What to work on ▸
Please render every line of the listing below as a numbered list, leaving out any blank lines.

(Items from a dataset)
* Start *
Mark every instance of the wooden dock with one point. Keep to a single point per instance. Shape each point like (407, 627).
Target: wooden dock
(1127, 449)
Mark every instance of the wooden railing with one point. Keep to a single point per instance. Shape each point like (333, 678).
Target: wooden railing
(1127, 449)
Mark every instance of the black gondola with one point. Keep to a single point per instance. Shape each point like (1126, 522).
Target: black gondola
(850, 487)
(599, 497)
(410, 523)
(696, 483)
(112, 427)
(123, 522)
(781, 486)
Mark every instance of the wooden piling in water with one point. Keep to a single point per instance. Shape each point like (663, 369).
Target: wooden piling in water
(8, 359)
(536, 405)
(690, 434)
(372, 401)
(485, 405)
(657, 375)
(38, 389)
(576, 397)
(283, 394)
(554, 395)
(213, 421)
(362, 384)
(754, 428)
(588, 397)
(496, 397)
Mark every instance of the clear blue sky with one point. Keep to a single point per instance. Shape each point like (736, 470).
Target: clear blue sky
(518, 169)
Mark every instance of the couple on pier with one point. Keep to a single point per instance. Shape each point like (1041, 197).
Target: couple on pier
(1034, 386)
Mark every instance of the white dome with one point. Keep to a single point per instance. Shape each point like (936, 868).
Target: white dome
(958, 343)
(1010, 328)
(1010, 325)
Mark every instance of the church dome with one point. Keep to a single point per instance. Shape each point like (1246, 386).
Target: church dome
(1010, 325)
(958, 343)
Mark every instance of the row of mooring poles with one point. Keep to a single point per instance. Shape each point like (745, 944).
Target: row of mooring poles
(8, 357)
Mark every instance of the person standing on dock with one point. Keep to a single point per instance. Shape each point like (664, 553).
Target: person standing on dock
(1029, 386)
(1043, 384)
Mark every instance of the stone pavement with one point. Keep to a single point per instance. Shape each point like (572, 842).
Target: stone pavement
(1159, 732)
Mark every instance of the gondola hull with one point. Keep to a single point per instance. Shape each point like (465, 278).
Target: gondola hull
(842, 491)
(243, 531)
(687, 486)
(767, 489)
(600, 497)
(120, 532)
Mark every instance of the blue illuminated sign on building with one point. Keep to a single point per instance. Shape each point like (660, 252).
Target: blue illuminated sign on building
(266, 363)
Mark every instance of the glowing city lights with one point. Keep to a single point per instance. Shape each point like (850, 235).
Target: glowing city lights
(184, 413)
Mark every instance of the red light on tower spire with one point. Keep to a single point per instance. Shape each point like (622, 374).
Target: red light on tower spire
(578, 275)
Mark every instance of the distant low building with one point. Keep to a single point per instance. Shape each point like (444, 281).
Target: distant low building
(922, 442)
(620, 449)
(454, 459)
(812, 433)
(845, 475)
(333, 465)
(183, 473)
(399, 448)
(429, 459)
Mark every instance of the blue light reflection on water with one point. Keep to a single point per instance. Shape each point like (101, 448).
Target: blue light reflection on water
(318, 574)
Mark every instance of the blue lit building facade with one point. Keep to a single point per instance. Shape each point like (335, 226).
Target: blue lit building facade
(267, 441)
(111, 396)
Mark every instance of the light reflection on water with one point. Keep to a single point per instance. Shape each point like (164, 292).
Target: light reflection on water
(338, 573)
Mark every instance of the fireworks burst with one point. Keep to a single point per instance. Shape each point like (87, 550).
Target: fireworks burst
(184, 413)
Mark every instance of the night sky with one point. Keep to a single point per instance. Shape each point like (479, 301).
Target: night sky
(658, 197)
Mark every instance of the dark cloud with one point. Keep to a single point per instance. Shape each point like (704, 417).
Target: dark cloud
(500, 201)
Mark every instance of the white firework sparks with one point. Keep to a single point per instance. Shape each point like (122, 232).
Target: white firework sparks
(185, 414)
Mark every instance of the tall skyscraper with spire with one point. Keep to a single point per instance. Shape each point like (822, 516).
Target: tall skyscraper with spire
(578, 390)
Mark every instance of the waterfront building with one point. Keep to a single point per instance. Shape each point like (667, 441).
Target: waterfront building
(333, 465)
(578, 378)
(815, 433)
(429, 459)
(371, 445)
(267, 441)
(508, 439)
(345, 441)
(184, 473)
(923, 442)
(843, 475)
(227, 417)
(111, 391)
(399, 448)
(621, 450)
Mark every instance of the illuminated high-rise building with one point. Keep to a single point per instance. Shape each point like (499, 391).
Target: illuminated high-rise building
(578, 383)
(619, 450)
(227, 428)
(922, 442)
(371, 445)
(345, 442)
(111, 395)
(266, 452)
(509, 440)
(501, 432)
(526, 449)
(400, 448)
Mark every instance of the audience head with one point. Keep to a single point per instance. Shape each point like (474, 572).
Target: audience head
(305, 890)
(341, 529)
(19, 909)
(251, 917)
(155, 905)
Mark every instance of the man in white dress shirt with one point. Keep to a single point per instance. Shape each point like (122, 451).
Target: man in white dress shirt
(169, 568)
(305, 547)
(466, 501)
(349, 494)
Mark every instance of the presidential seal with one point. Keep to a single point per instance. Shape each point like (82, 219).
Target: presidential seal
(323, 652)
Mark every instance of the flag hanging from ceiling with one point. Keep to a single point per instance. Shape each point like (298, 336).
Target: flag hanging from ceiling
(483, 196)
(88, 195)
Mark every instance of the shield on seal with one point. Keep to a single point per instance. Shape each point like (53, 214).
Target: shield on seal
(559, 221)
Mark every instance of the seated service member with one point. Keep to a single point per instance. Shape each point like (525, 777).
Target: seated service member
* End *
Task output ▸
1. Mark every instance of the wooden dock with one point. Keep to a single point per instance. Shape each point like (407, 627).
2. Target: wooden dock
3. (1127, 449)
4. Mark every instance of the wooden railing with one point. Keep to a single point per instance. Shape each point like (333, 678).
5. Target: wooden railing
6. (1127, 449)
7. Mark every instance of the black gondola with one point. Keep to a single point per instance. Shape each point like (1126, 522).
8. Target: black gondola
9. (850, 487)
10. (599, 497)
11. (410, 523)
12. (696, 483)
13. (112, 427)
14. (123, 522)
15. (781, 486)
16. Mark every instance of the wooden piling in water with one point. Keep to a single point per instance. Shape each point like (663, 369).
17. Target: wooden piling in water
18. (8, 359)
19. (536, 405)
20. (690, 434)
21. (372, 401)
22. (485, 405)
23. (657, 375)
24. (38, 389)
25. (576, 397)
26. (283, 394)
27. (554, 395)
28. (213, 421)
29. (362, 384)
30. (754, 428)
31. (588, 397)
32. (496, 397)
33. Mark every instance of the clear blue sky with one point. Keep to a single point per instance. Shape each point like (736, 470).
34. Target: clear blue sky
35. (518, 169)
36. Mark every instance of the couple on pier with one point. Keep to a single point per instance. Shape each point like (1041, 197).
37. Target: couple on pier
38. (1034, 386)
39. Mark every instance of the white dome with one point. Keep to a single point per instance. Shape each point like (936, 868).
40. Target: white dome
41. (958, 343)
42. (1010, 328)
43. (1010, 325)
44. Mark every instance of the church dome with one point. Keep to a single point per instance. Shape each point like (1246, 386).
45. Target: church dome
46. (1010, 325)
47. (958, 343)
48. Mark every instance of the row of mooring poles with one point. Keep to a single point per instance. Shape each point like (745, 944).
49. Target: row of mooring poles
50. (8, 357)
51. Mark every instance of the person standing on dock with one point. Keep to a single point per instance. Shape each point like (664, 553).
52. Target: person standing on dock
53. (1029, 386)
54. (1043, 384)
55. Mark every instance of the stone pavement with one point. Keep to a single point per instance. Shape each point like (572, 842).
56. Target: stone pavement
57. (1159, 732)
58. Mark every instance of the gondola hull with one point. Keep to a single point per instance. Shape each point like (465, 278).
59. Target: gondola hull
60. (842, 491)
61. (243, 531)
62. (687, 486)
63. (767, 489)
64. (600, 497)
65. (120, 532)
66. Mark every instance of the blue illuminated sign on building with one point. Keep to a single point per instance. Shape each point like (660, 252).
67. Target: blue illuminated sign on building
68. (266, 363)
69. Mark every instance of the glowing city lights with one point. Keep to a single point per instance. Shape each point like (850, 235).
70. Target: glowing city lights
71. (184, 413)
72. Mark every instance of the red light on tower spire with one point. Keep to a single point per instance. Shape each point like (622, 374).
73. Target: red light on tower spire
74. (578, 275)
75. Mark every instance of the distant low building with one point. Keep to a single point per instance. Shape each point like (444, 281).
76. Target: distant low building
77. (922, 442)
78. (620, 449)
79. (454, 459)
80. (812, 433)
81. (845, 475)
82. (333, 465)
83. (183, 473)
84. (399, 448)
85. (429, 459)
86. Mark every instance of the blue light reflection on water with one point. Keep to a single point per instance. Shape each point like (101, 448).
87. Target: blue light reflection on water
88. (318, 574)
89. Mark every instance of the blue lit building facade with one point. Keep to a single point per instance. Shape each point like (335, 226).
90. Target: blue lit building facade
91. (267, 441)
92. (111, 396)
93. Mark every instance of the light reflection on water with one point. Keep to a single point per instance. Shape each point like (164, 292).
94. Target: light reflection on water
95. (338, 573)
96. Mark every instance of the fireworks burst with one point. Keep to a single point per instance. Shape each point like (87, 550).
97. Target: fireworks burst
98. (184, 413)
99. Mark every instance of the night sky with one point. Keep to a single point per instance. Shape each point like (479, 301).
100. Target: night sky
101. (658, 197)
102. Mark every instance of the dark cloud with one point. Keep to a single point per instance. Shape each point like (704, 417).
103. Target: dark cloud
104. (500, 201)
105. Mark every instance of the white firework sparks with one point. Keep to a single point per instance. Shape each point like (122, 232).
106. Target: white firework sparks
107. (185, 414)
108. Mark every instance of the tall skyscraper with spire with one point. Keep to a single point per instance. Shape each point like (822, 516).
109. Target: tall skyscraper with spire
110. (578, 390)
111. Mark every instance of the waterfront building with one point. Keep to a single point per instance. Shape each point like (667, 441).
112. Target: waterfront building
113. (333, 465)
114. (578, 378)
115. (815, 433)
116. (429, 459)
117. (371, 445)
118. (267, 441)
119. (508, 439)
120. (345, 441)
121. (184, 473)
122. (923, 442)
123. (843, 475)
124. (227, 417)
125. (111, 391)
126. (399, 448)
127. (621, 450)
128. Mark every instance of the illuminated high-rise building with one point. Keep to a single point per instance. Shape each point like (499, 391).
129. Target: illuminated high-rise building
130. (578, 383)
131. (619, 450)
132. (227, 428)
133. (922, 442)
134. (371, 445)
135. (345, 442)
136. (111, 395)
137. (266, 452)
138. (509, 440)
139. (501, 432)
140. (526, 449)
141. (400, 448)
142. Mark every instance of the audience head with one point. Keep to a single point per instance. Shape each point like (474, 572).
143. Target: audience head
144. (305, 890)
145. (341, 529)
146. (19, 909)
147. (251, 917)
148. (155, 905)
149. Mark every instance of the man in white dress shirt with one point. Keep to a single point per instance. Shape each point like (122, 451).
150. Target: man in white dress shirt
151. (169, 568)
152. (305, 547)
153. (466, 501)
154. (349, 494)
155. Mark every instance of the presidential seal with one point. Keep to a single point per instance. Shape each point like (82, 219).
156. Target: presidential seal
157. (323, 652)
158. Mark every instance of the flag hanging from ceiling with one point. Keep to a single point per instance. Shape each point like (298, 336).
159. Target: flag hanging from ceiling
160. (483, 196)
161. (88, 195)
162. Mark every instance of the shield on seal with one point. Keep to a single point per instance. Shape each point like (53, 214).
163. Target: shield on seal
164. (559, 221)
165. Mark every instance of the seated service member with one point. Keep to a single point per instance. Shape each point like (525, 777).
166. Target: seated service member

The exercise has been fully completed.